Written problem: Count how many lines in the rows below contain the string "crowd". Case counts, and the reply should be the number alone.

Entries from a pointing dataset
- - - - -

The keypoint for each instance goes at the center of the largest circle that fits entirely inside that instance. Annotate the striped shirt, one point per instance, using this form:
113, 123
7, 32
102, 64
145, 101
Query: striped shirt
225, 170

- - - - -

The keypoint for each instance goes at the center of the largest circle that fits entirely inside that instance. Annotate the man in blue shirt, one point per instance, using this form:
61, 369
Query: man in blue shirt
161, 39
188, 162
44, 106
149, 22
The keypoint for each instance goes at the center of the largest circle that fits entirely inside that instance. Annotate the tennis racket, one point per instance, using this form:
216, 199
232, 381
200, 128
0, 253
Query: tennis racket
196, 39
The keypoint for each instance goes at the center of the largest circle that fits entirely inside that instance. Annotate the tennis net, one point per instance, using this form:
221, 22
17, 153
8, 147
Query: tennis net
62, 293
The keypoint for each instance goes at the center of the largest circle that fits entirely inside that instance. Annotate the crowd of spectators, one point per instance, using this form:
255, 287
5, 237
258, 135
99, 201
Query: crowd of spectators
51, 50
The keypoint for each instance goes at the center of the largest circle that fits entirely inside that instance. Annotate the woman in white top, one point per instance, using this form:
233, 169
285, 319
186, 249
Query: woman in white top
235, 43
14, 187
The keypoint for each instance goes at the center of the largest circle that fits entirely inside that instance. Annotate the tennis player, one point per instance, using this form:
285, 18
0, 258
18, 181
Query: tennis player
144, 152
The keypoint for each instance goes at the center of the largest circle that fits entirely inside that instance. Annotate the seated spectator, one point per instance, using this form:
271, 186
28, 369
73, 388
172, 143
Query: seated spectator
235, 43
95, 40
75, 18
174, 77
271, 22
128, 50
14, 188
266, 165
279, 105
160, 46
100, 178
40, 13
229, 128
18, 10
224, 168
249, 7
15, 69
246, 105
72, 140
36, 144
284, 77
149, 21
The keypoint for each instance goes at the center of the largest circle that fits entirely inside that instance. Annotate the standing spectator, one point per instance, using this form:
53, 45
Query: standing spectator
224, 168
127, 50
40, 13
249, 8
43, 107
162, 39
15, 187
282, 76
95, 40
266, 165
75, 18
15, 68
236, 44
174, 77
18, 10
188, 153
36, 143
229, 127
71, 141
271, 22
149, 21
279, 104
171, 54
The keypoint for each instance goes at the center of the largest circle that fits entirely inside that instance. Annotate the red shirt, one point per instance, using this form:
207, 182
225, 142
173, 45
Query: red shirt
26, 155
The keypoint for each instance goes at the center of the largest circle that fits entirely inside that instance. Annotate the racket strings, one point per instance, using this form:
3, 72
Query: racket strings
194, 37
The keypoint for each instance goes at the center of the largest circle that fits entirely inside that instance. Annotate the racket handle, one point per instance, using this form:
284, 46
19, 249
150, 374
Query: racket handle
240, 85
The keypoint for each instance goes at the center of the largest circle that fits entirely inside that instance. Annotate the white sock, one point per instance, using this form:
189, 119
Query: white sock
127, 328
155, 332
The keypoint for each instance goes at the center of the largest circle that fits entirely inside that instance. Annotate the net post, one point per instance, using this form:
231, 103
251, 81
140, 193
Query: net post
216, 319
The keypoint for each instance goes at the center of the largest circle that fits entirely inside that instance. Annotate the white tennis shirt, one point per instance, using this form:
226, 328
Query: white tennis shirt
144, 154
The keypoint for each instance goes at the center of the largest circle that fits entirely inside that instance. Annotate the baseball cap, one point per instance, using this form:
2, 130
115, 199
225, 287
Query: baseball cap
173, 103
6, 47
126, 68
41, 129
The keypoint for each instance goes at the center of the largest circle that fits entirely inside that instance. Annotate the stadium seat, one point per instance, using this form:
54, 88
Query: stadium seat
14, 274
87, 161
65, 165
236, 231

- - - - -

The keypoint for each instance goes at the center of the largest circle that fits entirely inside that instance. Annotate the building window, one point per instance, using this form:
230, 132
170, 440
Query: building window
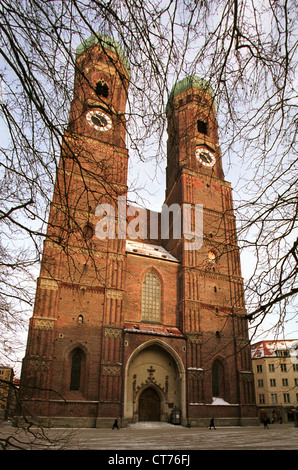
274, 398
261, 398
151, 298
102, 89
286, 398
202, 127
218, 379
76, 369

- - - - -

The reply: 2